The firebombing of North Korea
If you were asked to name the most heavily bombed countries in history, which would you think of? Germany, probably. Maybe Vietnam. If you really know your stuff, you might mention Cambodia and Laos. North Korea probably wouldn’t be one of the first places to come to mind, despite the fact that it is the third-most bombed place on Earth.
Western amnesia around North Korean suffering at the hands of US bombers likely stems from the fact that the conflict in which it took place is itself often reduced to a footnote in histories of the twentieth century. The Korean War is known as the forgotten war, sandwiched in the collective memory of the west somewhere between the more culturally significant conflicts of WWII and Vietnam.
For North Koreans, the war never really ended. Five million people lost their lives in the conflict and much of the country was utterly destroyed by US aircrews. The US bombing campaign continues to serve as the foundation for the widely publicised militarism, paranoia and hatred of the United States for which the isolated country is infamous for today.

* * *

# Task details:
Reproduce the passage on the US bombing of North Korea word for word, in full.

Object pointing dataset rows
* * *

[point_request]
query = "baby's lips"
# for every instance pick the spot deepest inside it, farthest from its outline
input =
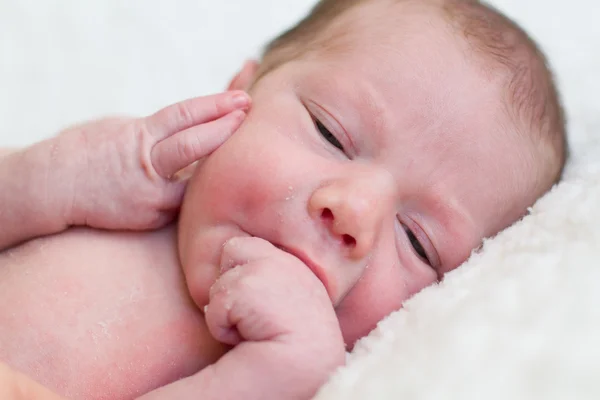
(313, 266)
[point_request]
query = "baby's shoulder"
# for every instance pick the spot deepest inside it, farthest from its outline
(95, 247)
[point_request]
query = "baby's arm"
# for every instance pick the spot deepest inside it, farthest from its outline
(29, 205)
(278, 315)
(112, 173)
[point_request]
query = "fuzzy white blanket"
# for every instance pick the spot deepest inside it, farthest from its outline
(520, 320)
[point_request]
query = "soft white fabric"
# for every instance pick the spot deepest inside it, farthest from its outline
(521, 320)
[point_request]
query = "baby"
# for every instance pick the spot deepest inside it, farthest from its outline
(385, 140)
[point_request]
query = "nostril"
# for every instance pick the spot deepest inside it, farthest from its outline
(349, 240)
(327, 214)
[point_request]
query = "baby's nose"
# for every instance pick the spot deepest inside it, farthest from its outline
(352, 212)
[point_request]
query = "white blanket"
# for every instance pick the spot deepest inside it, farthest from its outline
(520, 320)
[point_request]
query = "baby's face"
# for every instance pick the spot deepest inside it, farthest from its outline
(409, 167)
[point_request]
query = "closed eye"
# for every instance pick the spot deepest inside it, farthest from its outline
(417, 246)
(328, 135)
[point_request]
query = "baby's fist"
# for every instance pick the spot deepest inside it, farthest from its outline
(277, 313)
(127, 179)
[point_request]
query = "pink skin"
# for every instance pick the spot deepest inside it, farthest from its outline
(425, 149)
(134, 161)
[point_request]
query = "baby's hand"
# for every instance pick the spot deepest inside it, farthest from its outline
(127, 169)
(278, 314)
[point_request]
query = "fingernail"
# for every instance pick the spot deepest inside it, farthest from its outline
(240, 100)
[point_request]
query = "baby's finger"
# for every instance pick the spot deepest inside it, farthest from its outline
(242, 250)
(218, 311)
(178, 151)
(198, 110)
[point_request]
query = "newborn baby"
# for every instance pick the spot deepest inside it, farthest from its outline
(385, 140)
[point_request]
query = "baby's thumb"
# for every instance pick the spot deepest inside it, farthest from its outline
(177, 152)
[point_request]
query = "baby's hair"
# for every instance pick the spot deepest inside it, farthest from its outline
(532, 99)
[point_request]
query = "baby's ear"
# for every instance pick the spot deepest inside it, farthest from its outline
(244, 79)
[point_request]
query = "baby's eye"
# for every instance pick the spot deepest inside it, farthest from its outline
(328, 135)
(416, 245)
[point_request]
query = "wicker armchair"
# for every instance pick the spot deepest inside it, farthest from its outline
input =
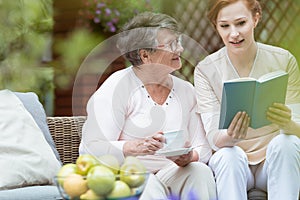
(66, 133)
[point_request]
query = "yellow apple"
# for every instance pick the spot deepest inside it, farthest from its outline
(111, 162)
(133, 172)
(84, 163)
(120, 190)
(75, 185)
(101, 180)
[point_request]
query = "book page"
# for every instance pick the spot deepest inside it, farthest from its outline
(271, 75)
(242, 79)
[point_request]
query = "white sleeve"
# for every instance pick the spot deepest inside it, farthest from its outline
(105, 120)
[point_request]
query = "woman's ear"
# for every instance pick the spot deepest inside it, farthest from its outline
(144, 55)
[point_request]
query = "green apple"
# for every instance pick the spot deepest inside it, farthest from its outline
(133, 172)
(101, 180)
(121, 189)
(84, 163)
(91, 195)
(64, 171)
(75, 185)
(111, 162)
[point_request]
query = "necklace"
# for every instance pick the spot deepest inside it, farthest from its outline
(159, 96)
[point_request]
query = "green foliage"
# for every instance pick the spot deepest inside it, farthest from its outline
(73, 50)
(110, 15)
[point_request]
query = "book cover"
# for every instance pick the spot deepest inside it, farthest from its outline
(253, 96)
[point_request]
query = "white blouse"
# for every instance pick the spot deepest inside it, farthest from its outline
(121, 109)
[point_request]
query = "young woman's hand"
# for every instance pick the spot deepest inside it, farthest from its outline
(239, 126)
(146, 146)
(281, 115)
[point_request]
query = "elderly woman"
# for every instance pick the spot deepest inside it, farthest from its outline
(129, 113)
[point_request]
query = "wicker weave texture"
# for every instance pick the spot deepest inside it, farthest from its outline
(66, 133)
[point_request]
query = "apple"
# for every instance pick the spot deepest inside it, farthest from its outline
(75, 185)
(91, 195)
(64, 171)
(110, 161)
(121, 189)
(84, 163)
(133, 172)
(101, 180)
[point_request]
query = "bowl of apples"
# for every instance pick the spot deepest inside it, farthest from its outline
(95, 178)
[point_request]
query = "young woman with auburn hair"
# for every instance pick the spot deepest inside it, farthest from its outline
(266, 158)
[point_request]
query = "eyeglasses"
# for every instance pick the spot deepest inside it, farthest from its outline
(173, 45)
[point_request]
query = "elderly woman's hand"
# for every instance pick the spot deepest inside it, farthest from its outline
(185, 159)
(146, 146)
(239, 126)
(281, 115)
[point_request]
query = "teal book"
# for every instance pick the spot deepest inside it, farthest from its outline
(253, 96)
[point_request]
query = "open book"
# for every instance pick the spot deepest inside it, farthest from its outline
(253, 96)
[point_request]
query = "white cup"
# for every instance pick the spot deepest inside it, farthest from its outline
(174, 139)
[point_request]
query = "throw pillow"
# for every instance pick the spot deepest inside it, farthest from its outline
(26, 157)
(31, 102)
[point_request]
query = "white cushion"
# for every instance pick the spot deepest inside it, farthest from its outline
(25, 156)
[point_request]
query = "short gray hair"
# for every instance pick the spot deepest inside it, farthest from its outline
(141, 32)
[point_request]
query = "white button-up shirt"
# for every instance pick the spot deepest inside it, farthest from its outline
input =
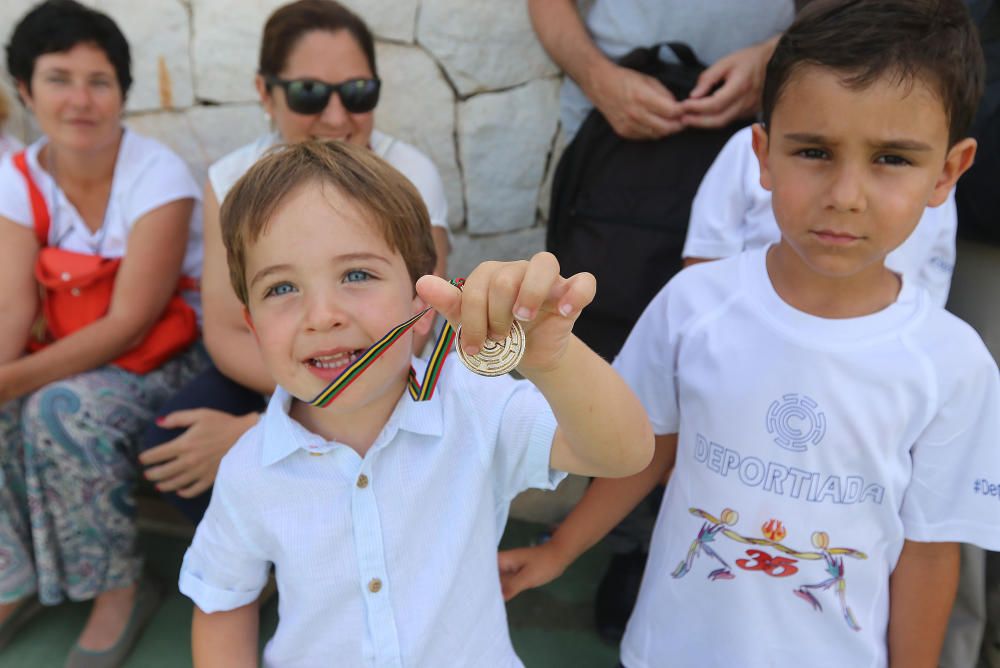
(386, 560)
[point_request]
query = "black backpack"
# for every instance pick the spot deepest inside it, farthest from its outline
(620, 208)
(977, 196)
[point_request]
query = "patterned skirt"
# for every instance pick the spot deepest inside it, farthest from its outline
(67, 471)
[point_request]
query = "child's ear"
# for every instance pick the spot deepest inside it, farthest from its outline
(960, 157)
(760, 148)
(249, 320)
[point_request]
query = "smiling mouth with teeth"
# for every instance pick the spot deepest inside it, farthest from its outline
(336, 361)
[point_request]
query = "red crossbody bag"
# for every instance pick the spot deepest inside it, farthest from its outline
(77, 290)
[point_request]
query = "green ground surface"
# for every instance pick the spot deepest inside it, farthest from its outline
(551, 627)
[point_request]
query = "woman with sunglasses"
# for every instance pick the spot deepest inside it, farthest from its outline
(316, 79)
(90, 193)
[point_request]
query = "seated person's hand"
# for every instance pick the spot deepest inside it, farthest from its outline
(187, 465)
(637, 106)
(729, 89)
(529, 567)
(544, 302)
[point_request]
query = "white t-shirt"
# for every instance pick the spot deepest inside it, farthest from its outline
(147, 176)
(870, 430)
(712, 29)
(386, 560)
(732, 213)
(413, 164)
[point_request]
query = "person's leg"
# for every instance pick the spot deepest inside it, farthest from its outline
(964, 636)
(991, 640)
(975, 293)
(209, 389)
(80, 442)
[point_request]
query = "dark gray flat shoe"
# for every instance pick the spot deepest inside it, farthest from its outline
(147, 599)
(25, 612)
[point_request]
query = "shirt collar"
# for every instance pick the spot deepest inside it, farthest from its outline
(283, 435)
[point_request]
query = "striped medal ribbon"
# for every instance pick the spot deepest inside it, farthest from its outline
(419, 391)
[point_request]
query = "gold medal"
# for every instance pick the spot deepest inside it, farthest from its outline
(496, 357)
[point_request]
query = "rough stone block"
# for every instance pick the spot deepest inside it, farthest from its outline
(483, 44)
(504, 139)
(418, 106)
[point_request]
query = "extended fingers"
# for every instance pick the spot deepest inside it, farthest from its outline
(577, 292)
(540, 278)
(442, 296)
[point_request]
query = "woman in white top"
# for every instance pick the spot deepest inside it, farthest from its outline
(69, 417)
(316, 78)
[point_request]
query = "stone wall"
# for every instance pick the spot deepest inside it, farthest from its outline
(464, 80)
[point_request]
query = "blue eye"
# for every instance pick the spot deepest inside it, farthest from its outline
(279, 290)
(813, 153)
(356, 275)
(892, 160)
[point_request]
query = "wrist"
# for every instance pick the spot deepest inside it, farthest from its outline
(596, 81)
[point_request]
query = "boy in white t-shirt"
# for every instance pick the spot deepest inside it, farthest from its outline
(732, 213)
(380, 514)
(829, 433)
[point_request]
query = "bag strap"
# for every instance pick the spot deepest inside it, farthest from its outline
(39, 210)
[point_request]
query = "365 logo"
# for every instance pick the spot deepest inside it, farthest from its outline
(796, 422)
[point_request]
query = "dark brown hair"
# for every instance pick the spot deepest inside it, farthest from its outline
(932, 41)
(389, 201)
(4, 109)
(286, 26)
(55, 26)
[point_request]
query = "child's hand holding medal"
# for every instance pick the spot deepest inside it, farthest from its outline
(511, 314)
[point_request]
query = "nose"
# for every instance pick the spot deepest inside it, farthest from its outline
(334, 113)
(323, 312)
(847, 192)
(80, 94)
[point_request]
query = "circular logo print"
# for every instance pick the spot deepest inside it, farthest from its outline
(795, 422)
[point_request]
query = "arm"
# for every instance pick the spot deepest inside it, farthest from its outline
(188, 464)
(156, 247)
(225, 639)
(637, 106)
(19, 298)
(921, 591)
(601, 433)
(227, 337)
(604, 505)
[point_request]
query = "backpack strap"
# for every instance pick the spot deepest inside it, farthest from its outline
(39, 210)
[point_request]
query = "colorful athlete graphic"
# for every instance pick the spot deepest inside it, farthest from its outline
(834, 558)
(706, 535)
(769, 564)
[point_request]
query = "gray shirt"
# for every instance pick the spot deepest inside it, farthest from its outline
(713, 28)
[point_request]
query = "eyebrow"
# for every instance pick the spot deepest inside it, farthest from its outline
(347, 257)
(267, 271)
(888, 144)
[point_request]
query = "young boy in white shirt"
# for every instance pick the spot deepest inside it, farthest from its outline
(732, 213)
(829, 433)
(380, 514)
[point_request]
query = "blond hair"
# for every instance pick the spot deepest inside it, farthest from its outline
(387, 198)
(4, 109)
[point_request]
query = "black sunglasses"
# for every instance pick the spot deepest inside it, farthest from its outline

* * *

# Complete response:
The firebombing of North Korea
If you were asked to name the most heavily bombed countries in history, which would you think of? Germany, probably. Maybe Vietnam. If you really know your stuff, you might mention Cambodia and Laos. North Korea probably wouldn’t be one of the first places to come to mind, despite the fact that it is the third-most bombed place on Earth.
Western amnesia around North Korean suffering at the hands of US bombers likely stems from the fact that the conflict in which it took place is itself often reduced to a footnote in histories of the twentieth century. The Korean War is known as the forgotten war, sandwiched in the collective memory of the west somewhere between the more culturally significant conflicts of WWII and Vietnam.
For North Koreans, the war never really ended. Five million people lost their lives in the conflict and much of the country was utterly destroyed by US aircrews. The US bombing campaign continues to serve as the foundation for the widely publicised militarism, paranoia and hatred of the United States for which the isolated country is infamous for today.